___ Records for processing ___

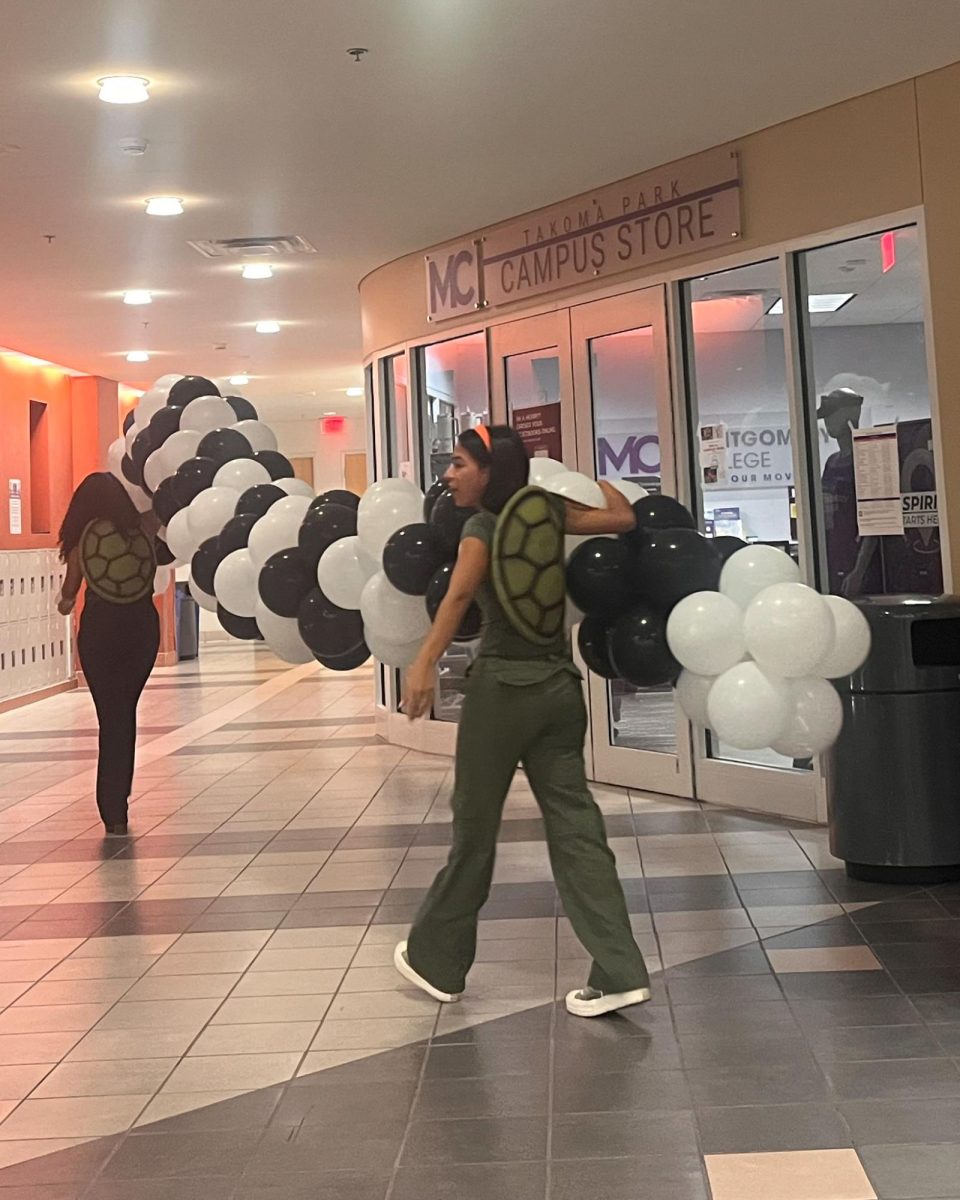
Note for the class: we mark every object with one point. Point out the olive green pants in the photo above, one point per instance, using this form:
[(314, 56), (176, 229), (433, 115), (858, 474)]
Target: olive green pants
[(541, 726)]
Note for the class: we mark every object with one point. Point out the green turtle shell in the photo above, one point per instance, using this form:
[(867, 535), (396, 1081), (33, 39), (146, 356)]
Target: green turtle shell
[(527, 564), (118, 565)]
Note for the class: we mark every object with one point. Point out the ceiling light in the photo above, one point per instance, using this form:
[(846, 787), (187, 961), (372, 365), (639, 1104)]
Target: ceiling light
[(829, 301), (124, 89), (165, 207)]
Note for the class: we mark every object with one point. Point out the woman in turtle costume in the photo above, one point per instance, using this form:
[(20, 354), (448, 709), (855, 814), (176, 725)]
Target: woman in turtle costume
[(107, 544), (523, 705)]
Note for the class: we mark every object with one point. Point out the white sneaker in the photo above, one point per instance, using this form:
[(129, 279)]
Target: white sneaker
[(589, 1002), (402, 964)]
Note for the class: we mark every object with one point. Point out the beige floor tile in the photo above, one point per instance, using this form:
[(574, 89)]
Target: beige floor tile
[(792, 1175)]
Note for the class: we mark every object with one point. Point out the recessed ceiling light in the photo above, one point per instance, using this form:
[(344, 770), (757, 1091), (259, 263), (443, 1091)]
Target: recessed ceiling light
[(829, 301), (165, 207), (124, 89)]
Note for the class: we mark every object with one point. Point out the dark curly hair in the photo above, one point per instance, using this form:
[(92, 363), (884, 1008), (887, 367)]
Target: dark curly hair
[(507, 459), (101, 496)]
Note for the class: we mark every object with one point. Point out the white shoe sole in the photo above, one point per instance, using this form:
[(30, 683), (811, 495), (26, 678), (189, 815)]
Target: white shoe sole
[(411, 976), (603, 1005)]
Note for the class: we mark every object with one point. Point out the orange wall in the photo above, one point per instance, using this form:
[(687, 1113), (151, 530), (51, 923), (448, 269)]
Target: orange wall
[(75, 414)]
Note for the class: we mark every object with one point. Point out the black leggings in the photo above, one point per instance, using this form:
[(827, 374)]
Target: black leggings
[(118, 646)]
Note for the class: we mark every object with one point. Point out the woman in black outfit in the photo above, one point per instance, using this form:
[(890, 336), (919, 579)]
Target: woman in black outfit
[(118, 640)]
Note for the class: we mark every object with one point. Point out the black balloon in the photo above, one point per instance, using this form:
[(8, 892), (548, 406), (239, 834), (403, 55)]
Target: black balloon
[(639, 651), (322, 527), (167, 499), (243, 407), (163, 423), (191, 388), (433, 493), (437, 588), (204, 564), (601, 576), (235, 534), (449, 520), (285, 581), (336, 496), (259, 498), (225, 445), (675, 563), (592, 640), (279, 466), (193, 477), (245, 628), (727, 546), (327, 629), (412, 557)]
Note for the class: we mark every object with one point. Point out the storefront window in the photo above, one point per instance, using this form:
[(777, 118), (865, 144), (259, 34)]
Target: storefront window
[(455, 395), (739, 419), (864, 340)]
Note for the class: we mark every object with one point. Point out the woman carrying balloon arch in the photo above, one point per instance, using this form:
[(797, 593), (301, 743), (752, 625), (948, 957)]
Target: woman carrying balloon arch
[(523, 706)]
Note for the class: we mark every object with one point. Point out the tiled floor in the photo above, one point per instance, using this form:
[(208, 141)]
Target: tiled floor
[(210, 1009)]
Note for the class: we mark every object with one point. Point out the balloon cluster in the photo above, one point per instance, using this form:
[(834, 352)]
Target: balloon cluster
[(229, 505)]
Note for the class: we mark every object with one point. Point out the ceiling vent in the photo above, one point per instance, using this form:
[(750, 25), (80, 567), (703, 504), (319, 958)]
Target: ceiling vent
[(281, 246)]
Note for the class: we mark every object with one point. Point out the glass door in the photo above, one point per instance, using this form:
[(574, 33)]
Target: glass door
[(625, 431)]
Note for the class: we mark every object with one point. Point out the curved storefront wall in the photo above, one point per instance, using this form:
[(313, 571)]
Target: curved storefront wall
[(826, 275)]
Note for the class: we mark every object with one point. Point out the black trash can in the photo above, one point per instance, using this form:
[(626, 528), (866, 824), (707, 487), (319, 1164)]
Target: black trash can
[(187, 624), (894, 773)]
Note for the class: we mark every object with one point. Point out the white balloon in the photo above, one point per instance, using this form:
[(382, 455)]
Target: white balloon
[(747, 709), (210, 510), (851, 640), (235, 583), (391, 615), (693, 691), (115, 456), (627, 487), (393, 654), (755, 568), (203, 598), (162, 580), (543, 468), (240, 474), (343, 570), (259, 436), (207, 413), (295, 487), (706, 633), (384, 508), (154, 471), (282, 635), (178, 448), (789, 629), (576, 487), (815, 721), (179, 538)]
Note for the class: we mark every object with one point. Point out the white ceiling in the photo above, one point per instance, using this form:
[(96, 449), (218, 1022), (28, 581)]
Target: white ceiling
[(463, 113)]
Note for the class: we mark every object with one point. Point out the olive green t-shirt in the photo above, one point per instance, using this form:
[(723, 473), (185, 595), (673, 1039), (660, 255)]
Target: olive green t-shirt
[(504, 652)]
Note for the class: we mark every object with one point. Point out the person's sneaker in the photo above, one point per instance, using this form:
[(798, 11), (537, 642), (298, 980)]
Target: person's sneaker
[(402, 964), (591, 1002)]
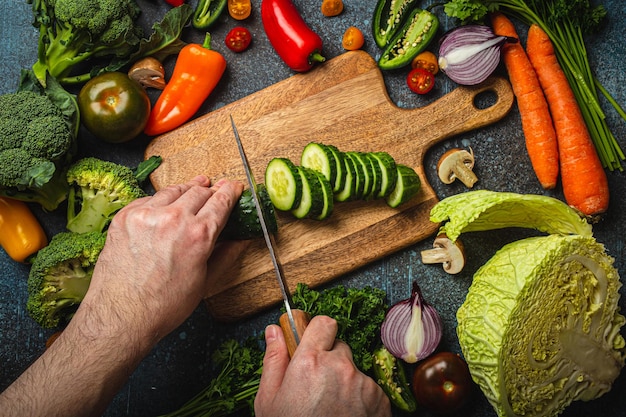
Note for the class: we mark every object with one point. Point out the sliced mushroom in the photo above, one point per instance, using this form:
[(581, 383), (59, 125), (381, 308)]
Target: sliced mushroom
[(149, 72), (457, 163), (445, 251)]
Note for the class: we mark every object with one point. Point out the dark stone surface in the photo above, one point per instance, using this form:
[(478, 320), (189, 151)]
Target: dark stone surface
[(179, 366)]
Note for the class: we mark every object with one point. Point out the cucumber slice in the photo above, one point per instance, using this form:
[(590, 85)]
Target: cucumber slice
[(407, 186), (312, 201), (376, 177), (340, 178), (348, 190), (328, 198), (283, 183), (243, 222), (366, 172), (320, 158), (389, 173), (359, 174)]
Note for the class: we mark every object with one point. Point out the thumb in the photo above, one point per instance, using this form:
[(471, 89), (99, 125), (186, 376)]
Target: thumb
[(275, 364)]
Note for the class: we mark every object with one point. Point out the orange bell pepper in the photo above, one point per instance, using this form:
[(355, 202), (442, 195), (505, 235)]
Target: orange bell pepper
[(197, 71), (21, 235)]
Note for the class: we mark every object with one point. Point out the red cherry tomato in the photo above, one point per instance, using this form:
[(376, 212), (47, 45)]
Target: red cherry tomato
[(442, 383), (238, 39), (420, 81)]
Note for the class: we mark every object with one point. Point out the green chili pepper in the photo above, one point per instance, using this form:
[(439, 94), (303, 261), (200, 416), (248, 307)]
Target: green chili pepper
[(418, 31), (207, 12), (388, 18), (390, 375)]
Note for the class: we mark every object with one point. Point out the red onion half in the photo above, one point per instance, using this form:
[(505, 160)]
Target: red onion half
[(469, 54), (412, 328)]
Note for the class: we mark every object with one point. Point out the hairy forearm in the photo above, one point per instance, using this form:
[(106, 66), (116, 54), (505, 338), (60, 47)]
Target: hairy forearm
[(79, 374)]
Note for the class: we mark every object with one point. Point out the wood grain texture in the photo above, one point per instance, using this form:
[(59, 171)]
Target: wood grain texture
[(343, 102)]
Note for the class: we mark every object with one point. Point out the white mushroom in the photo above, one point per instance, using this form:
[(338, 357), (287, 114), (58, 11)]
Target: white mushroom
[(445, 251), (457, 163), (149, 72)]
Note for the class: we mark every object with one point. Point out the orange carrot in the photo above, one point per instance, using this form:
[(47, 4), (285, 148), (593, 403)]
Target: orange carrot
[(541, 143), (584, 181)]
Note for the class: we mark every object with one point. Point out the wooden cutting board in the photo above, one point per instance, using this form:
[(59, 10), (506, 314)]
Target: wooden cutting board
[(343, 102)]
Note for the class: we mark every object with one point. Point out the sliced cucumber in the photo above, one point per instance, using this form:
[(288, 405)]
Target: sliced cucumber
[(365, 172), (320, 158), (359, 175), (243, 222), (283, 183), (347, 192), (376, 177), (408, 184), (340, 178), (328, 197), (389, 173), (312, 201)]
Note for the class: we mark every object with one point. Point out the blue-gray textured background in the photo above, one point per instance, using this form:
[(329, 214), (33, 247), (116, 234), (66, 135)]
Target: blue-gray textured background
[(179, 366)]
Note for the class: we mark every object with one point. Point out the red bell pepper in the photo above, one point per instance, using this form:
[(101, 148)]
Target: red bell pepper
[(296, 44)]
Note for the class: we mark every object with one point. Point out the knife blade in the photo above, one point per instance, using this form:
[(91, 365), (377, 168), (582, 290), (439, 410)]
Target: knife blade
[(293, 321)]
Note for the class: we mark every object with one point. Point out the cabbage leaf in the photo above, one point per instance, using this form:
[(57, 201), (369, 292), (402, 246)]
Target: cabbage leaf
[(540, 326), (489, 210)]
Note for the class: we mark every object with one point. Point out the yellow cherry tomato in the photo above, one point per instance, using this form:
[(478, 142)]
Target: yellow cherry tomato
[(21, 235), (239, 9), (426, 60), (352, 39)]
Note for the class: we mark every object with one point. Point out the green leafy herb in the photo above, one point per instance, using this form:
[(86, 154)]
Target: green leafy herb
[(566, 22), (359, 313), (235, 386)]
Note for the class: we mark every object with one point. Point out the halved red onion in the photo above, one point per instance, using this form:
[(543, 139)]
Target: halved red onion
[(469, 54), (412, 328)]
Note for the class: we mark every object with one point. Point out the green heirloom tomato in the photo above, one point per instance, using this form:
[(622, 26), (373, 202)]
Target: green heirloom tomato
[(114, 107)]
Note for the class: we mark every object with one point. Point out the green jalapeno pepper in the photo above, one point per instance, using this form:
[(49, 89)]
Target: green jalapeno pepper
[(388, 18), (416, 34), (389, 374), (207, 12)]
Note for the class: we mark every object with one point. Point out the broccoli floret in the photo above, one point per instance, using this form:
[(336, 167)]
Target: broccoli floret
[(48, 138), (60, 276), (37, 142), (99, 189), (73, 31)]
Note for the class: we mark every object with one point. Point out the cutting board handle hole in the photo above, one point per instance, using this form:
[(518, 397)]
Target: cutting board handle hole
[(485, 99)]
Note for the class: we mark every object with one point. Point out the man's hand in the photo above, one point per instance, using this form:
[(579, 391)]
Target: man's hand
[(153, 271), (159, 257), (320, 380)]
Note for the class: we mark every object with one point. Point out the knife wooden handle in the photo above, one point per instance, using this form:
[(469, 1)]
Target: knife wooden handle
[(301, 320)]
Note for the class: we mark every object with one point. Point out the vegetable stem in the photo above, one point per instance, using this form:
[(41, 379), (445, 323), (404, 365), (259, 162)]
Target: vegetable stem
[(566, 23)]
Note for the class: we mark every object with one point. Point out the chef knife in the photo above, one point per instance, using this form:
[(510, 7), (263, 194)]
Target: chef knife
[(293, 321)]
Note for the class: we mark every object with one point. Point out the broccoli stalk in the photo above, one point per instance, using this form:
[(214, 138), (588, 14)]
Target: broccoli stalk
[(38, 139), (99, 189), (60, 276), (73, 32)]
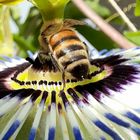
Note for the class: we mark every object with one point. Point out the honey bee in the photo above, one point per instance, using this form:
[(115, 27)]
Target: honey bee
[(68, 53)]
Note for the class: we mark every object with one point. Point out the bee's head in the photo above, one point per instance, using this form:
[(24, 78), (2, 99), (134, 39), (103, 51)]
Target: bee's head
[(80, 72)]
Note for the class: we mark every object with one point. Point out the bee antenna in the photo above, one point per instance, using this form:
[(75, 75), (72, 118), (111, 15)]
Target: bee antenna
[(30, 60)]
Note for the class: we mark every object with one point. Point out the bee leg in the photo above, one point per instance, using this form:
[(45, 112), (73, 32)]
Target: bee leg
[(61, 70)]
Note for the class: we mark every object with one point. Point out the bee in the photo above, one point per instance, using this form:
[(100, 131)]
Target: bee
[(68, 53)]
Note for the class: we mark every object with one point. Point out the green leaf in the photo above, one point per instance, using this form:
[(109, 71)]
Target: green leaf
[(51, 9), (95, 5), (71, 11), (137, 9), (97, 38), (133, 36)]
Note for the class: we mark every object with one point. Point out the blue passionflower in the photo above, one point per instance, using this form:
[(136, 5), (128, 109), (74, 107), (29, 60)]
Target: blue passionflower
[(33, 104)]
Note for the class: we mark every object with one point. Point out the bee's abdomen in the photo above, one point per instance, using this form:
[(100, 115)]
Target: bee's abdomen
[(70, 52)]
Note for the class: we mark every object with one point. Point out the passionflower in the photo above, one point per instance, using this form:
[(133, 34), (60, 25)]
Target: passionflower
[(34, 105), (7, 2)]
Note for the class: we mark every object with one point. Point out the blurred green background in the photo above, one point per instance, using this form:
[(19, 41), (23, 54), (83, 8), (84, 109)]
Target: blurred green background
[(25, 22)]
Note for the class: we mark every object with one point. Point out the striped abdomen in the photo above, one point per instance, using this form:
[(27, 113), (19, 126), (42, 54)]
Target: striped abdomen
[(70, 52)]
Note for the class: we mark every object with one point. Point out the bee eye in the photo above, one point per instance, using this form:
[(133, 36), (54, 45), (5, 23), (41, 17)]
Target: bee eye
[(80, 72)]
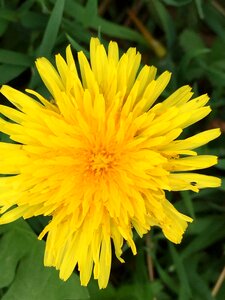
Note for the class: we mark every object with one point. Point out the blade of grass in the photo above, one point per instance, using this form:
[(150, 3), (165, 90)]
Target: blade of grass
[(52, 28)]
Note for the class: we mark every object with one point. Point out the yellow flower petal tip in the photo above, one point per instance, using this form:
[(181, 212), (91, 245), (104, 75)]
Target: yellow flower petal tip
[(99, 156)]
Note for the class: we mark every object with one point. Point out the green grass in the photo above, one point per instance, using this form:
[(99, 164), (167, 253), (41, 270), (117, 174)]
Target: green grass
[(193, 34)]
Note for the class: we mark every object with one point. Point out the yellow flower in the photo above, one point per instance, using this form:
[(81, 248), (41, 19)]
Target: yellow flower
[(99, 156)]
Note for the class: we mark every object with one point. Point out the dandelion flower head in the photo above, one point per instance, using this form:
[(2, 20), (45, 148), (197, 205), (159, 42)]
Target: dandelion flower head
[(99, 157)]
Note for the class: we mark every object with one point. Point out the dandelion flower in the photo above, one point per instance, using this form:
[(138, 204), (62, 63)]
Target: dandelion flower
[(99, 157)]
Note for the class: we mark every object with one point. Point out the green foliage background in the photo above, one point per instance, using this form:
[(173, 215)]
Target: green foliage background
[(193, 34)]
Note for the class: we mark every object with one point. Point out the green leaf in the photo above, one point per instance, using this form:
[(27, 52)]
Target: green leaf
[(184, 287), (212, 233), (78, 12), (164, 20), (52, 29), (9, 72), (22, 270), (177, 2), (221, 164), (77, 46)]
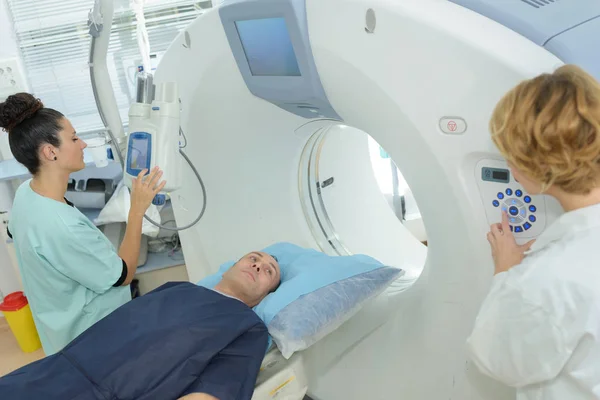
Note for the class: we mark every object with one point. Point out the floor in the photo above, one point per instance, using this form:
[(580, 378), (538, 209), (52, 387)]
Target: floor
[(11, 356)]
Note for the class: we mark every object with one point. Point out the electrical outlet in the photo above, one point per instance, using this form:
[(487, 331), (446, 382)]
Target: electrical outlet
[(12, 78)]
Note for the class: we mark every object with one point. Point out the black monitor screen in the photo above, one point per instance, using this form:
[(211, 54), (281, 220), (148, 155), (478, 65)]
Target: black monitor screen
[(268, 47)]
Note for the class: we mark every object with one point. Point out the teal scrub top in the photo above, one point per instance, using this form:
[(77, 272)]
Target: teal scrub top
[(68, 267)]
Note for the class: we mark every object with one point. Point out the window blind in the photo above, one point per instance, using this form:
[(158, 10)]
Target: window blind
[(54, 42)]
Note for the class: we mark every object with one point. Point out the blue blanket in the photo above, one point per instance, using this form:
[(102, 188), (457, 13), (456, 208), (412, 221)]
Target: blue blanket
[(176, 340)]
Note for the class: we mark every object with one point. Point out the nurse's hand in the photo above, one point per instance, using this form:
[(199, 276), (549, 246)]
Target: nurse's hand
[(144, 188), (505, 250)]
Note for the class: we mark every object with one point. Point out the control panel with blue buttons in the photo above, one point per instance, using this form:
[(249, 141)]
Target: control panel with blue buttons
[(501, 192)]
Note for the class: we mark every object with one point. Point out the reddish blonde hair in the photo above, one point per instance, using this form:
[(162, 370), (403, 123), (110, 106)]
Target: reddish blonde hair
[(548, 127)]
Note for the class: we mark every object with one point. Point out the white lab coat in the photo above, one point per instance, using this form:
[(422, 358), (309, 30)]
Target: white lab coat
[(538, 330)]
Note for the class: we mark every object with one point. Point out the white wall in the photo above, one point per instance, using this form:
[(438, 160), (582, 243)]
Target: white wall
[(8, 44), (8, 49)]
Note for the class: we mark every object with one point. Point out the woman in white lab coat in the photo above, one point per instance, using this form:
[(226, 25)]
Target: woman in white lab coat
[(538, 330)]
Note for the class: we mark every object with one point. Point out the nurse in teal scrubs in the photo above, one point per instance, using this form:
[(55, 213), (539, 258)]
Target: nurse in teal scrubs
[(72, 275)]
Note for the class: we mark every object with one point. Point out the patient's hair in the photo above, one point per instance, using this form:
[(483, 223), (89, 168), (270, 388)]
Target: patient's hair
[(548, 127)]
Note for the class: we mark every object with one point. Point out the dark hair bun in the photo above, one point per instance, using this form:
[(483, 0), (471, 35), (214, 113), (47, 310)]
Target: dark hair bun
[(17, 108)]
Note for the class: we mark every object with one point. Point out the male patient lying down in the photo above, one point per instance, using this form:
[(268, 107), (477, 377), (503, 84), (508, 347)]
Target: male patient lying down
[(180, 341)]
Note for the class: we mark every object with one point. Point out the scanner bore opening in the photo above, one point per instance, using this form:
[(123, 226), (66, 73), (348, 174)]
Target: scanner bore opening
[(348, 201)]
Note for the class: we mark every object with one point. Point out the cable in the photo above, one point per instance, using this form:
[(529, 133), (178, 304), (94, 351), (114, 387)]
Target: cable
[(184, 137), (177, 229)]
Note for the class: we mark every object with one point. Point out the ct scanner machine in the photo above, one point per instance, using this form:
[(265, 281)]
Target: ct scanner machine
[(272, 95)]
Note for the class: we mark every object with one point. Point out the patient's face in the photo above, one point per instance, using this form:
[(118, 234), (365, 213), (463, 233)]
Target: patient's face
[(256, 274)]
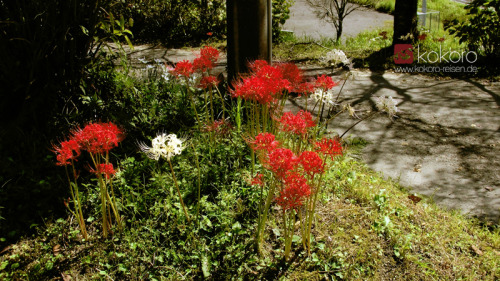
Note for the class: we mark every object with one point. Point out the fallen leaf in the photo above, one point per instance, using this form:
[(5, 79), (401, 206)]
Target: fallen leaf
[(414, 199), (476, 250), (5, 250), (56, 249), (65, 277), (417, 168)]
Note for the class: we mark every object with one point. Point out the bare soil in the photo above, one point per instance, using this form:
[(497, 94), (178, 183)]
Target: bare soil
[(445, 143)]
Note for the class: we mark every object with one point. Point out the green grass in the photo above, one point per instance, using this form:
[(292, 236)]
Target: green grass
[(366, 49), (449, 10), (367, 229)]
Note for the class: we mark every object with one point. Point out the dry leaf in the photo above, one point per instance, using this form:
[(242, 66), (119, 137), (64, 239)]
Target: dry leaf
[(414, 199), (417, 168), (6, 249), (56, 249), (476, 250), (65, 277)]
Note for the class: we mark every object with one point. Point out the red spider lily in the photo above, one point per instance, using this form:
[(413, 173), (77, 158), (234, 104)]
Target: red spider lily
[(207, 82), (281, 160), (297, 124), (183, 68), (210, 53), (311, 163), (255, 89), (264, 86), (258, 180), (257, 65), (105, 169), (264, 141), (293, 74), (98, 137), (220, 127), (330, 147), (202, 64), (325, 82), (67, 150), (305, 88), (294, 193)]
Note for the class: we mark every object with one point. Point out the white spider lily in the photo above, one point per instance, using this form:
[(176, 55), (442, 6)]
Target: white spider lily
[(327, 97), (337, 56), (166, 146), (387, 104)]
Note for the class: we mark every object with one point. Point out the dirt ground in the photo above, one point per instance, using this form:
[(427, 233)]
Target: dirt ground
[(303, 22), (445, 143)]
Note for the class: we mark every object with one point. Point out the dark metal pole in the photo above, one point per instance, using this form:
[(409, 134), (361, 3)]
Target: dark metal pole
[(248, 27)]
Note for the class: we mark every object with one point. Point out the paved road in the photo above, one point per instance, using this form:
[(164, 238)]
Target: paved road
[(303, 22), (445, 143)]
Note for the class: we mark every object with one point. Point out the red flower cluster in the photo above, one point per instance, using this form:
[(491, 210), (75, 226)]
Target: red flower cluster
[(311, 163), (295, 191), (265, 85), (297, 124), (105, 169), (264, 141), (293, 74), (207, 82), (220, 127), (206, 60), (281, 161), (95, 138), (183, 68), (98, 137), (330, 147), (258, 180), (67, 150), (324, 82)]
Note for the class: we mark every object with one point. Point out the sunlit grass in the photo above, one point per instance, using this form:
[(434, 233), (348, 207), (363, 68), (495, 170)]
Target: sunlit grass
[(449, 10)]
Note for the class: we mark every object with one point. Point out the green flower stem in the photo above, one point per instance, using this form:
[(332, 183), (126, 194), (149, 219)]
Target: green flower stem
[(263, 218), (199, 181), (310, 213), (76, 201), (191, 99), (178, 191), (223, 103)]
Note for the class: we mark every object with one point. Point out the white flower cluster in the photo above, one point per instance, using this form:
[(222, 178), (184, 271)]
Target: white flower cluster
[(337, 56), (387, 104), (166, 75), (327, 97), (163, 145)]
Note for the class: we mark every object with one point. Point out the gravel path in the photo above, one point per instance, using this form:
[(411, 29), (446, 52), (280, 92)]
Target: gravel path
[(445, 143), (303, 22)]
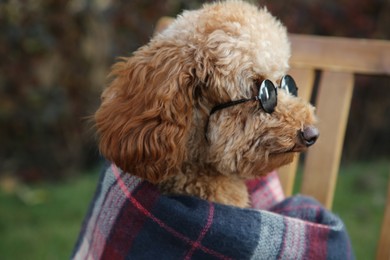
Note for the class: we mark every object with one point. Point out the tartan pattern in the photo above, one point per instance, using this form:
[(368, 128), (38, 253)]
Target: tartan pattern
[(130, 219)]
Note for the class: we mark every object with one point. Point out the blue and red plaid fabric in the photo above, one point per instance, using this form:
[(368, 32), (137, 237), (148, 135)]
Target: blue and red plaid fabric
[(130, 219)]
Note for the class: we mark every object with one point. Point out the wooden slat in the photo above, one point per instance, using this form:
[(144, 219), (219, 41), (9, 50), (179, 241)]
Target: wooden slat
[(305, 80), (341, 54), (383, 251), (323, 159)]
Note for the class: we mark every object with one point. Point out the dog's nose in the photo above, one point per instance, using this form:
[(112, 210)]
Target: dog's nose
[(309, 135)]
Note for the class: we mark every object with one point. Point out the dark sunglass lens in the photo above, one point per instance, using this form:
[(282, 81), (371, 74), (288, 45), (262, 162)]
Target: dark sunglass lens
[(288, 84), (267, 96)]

___

** Written problem **
Copy nothing outside the span: please output the lines from the one with "out the gravel" through the end of the entries above, and skip the pictures.

** Response to the task **
Note for the class: we mark every object with one point. Point out the gravel path in the photo above, one point per instance, using this form:
[(411, 29), (446, 52), (280, 92)]
Target: gravel path
[(445, 143), (303, 22)]
Note for the class: we mark every object with one point. Point out the tartan pattern in the photo above, one point per instance, using this form:
[(368, 128), (38, 253)]
Target: tartan pattern
[(130, 219)]
Note for the class: we mark every object with one point. Point out the blue and red plaid fabric in the photo above, one point per instance, using this form:
[(368, 32), (137, 237), (148, 135)]
Target: blue and red plaid fabric
[(130, 219)]
Note for the class: we mark every object with one point. Point out the wooden slat in the photo above, one point per instance, using this form:
[(144, 219), (219, 41), (9, 50), (179, 241)]
Target: wooden slat
[(305, 80), (341, 54), (383, 251), (323, 159)]
Note for the class: we mark every object with one point. Point out the dog's nose in the photo above, one point per instance, using this form:
[(112, 210)]
Target: dog's nose
[(309, 135)]
Note for the class: we mark every object with one point. Point out the dark sunglass lens in the photo above, one point per instance, using this form:
[(282, 81), (371, 74), (288, 45), (262, 162)]
Target: dark sunglass lens
[(288, 84), (267, 96)]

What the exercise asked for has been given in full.